━━━━━ DATA SUPPLIED

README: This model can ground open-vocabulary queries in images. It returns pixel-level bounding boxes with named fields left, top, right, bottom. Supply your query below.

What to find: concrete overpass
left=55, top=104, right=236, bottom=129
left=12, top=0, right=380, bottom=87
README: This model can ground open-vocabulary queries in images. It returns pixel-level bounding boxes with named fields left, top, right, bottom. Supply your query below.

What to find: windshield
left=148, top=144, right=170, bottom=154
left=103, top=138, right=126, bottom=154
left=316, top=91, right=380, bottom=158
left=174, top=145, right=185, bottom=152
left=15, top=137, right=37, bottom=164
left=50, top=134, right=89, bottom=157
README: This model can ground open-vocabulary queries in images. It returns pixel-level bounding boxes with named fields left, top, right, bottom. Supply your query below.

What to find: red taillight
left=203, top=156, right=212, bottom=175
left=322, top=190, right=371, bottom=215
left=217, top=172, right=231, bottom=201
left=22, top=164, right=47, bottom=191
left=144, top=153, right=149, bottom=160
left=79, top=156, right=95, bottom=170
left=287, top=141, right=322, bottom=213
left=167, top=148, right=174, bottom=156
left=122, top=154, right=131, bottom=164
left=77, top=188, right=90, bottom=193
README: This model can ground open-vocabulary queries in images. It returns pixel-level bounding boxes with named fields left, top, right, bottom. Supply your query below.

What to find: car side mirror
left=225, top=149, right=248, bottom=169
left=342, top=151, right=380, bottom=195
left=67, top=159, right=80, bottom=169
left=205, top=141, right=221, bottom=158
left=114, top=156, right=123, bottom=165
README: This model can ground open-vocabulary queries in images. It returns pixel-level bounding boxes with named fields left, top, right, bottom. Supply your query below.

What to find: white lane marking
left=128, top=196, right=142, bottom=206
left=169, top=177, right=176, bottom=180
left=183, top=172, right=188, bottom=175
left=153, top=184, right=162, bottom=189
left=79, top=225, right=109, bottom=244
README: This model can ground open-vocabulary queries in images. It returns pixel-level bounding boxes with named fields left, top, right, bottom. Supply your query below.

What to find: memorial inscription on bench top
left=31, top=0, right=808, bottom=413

━━━━━━━━━━

WHAT TO WORK ON: From the first line to the last, transcribe the records exactly.

YOUR RESPONSE:
README: This model can ground open-vocabulary queries in images. It returns pixel-level bounding boxes with named fields left, top, right, bottom. Supply your query below.

What to find: concrete overpass
left=55, top=104, right=236, bottom=129
left=12, top=0, right=380, bottom=87
README: This model can ground open-vocabulary queries in images. It returns pixel-level bounding boxes with named fields left, top, right, bottom. Supply your query below.

What to find: windshield
left=148, top=144, right=170, bottom=154
left=103, top=138, right=126, bottom=154
left=316, top=91, right=380, bottom=158
left=174, top=145, right=185, bottom=152
left=15, top=137, right=37, bottom=164
left=50, top=134, right=89, bottom=157
README: This model can ground open-vocabulary queries in images. It returns pixel-level bounding boxes with named fields left, top, right, bottom. Supply your query below.

What to find: red taillight
left=203, top=156, right=212, bottom=175
left=322, top=190, right=371, bottom=215
left=217, top=172, right=231, bottom=201
left=22, top=164, right=47, bottom=191
left=144, top=153, right=149, bottom=160
left=79, top=156, right=95, bottom=170
left=287, top=141, right=322, bottom=213
left=167, top=148, right=174, bottom=156
left=122, top=154, right=131, bottom=164
left=77, top=188, right=90, bottom=193
README: This model can ground open-vocabulary queries in images. It returns pixel-level bounding boxes with named fields left, top, right, bottom. Supply your query below.

What to find: car side mirror
left=225, top=149, right=248, bottom=169
left=342, top=151, right=380, bottom=195
left=67, top=159, right=80, bottom=169
left=205, top=141, right=221, bottom=158
left=114, top=156, right=123, bottom=165
README: This model can ground open-vocabulary queries in images. It returns pixel-level bounding boxes with named fields left, top, right, bottom. Supply your query below.

What to find: white lane marking
left=128, top=196, right=142, bottom=206
left=169, top=177, right=176, bottom=180
left=183, top=172, right=188, bottom=175
left=153, top=184, right=162, bottom=189
left=79, top=225, right=109, bottom=244
README: This model can ground open-vocabulary queries in images. It returns pixel-level bounding boxes with named fields left, top, right, bottom. Supply your query below.

What to find: memorial inscription on bench top
left=31, top=0, right=808, bottom=413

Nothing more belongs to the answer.